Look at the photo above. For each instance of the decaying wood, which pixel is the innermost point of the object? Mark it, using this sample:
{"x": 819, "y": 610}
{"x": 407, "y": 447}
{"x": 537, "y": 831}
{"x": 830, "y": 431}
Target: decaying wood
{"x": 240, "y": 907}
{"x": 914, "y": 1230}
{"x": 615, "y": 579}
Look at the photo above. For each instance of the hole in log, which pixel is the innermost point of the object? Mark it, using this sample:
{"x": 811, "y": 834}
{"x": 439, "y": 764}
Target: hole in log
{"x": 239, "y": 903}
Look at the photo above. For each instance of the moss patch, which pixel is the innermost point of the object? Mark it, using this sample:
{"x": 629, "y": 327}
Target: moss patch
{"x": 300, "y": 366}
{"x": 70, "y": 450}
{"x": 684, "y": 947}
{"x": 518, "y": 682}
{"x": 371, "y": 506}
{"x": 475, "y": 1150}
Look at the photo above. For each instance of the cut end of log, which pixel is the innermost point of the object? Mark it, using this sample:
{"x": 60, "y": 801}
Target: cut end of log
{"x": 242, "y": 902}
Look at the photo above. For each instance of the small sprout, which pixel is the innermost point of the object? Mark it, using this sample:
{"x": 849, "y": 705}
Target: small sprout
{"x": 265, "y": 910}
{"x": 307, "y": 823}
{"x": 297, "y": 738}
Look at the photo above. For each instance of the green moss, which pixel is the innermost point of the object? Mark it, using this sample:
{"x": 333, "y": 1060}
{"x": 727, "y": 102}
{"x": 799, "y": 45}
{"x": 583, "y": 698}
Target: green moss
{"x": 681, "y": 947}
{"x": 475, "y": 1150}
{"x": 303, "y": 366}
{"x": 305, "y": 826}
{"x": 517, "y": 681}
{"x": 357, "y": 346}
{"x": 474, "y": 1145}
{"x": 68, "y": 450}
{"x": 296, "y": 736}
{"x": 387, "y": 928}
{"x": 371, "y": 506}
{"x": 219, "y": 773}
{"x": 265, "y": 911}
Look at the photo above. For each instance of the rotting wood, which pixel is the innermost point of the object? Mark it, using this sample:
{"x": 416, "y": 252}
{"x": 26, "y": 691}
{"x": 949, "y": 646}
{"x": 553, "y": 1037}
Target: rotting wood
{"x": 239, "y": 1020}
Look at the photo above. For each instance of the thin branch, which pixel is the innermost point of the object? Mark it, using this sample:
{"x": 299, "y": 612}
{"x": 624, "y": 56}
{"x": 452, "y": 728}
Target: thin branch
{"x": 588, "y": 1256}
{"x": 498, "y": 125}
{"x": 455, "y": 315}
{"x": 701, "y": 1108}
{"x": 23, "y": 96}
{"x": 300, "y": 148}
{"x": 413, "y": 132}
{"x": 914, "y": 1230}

-----

Exercise brief
Please lay out every line of the entries above as a JSON list of strings, one string per line, with blank lines omitted.

Complete answer
[
  "Look at the photo above. For each instance of the decaying wood, which pixel is the innermost point of the object? Mark it, using this sample:",
  "{\"x\": 819, \"y\": 610}",
  "{\"x\": 407, \"y\": 447}",
  "{\"x\": 537, \"y\": 831}",
  "{\"x\": 830, \"y\": 431}",
  "Target: decaying wood",
  "{\"x\": 240, \"y\": 907}",
  "{\"x\": 914, \"y\": 1230}",
  "{\"x\": 615, \"y\": 579}",
  "Look at the photo above. For each instance of the hole in log, which pixel is the innermost point of the object? Mark it, using this sample:",
  "{\"x\": 811, \"y\": 834}",
  "{\"x\": 439, \"y\": 764}",
  "Target: hole in log",
  "{\"x\": 239, \"y\": 903}",
  "Look at the photo above. For each instance of the moss patch, which pixel is the innermost point of the object? Mark it, using this sample:",
  "{\"x\": 629, \"y\": 327}",
  "Target: moss patch",
  "{\"x\": 300, \"y\": 366}",
  "{\"x\": 70, \"y\": 450}",
  "{\"x\": 684, \"y\": 947}",
  "{\"x\": 518, \"y\": 682}",
  "{\"x\": 371, \"y\": 506}",
  "{\"x\": 475, \"y\": 1150}",
  "Look at the photo above. For each instance of the cut end of log, which pixel is the innermost point of the object? Mark it, using this sample:",
  "{\"x\": 60, \"y\": 801}",
  "Target: cut end of log",
  "{\"x\": 242, \"y\": 902}",
  "Look at the photo above. For each instance of the small sprout, which pixel is the innermost point of the object? Mark it, using this sample:",
  "{\"x\": 849, \"y\": 705}",
  "Target: small sprout",
  "{\"x\": 265, \"y\": 910}",
  "{\"x\": 307, \"y\": 823}",
  "{\"x\": 297, \"y\": 738}",
  "Look at the photo above. For each instance of the green moss, which pixel is the innermost point of the object? Mark it, using this sample:",
  "{\"x\": 333, \"y\": 1060}",
  "{\"x\": 727, \"y\": 102}",
  "{\"x\": 799, \"y\": 45}",
  "{\"x\": 583, \"y\": 698}",
  "Target: green moss",
  "{\"x\": 681, \"y\": 947}",
  "{\"x\": 475, \"y\": 1150}",
  "{\"x\": 303, \"y\": 366}",
  "{\"x\": 305, \"y\": 826}",
  "{\"x\": 517, \"y\": 681}",
  "{\"x\": 357, \"y\": 346}",
  "{\"x\": 474, \"y\": 1145}",
  "{\"x\": 68, \"y\": 450}",
  "{\"x\": 296, \"y\": 736}",
  "{\"x\": 387, \"y\": 928}",
  "{\"x\": 371, \"y\": 506}",
  "{\"x\": 219, \"y\": 773}",
  "{\"x\": 265, \"y\": 911}",
  "Look at the photo above. For each instance of the rotting wood, which pixel is the innermost point of the object? Mark it, using this sample:",
  "{\"x\": 416, \"y\": 252}",
  "{\"x\": 26, \"y\": 691}",
  "{\"x\": 949, \"y\": 646}",
  "{\"x\": 553, \"y\": 1037}",
  "Target: rotting wood",
  "{\"x\": 239, \"y\": 1020}",
  "Look at the photo above. For each instance of the thin branch, which pixel is the innermost point of the object? Mark it, using this sample:",
  "{\"x\": 299, \"y\": 612}",
  "{\"x\": 624, \"y\": 56}",
  "{\"x\": 452, \"y\": 728}",
  "Target: thin branch",
  "{\"x\": 588, \"y\": 1256}",
  "{\"x\": 498, \"y\": 125}",
  "{\"x\": 455, \"y\": 315}",
  "{\"x\": 701, \"y\": 1108}",
  "{\"x\": 23, \"y\": 96}",
  "{\"x\": 300, \"y\": 148}",
  "{\"x\": 413, \"y\": 132}",
  "{\"x\": 914, \"y\": 1230}"
]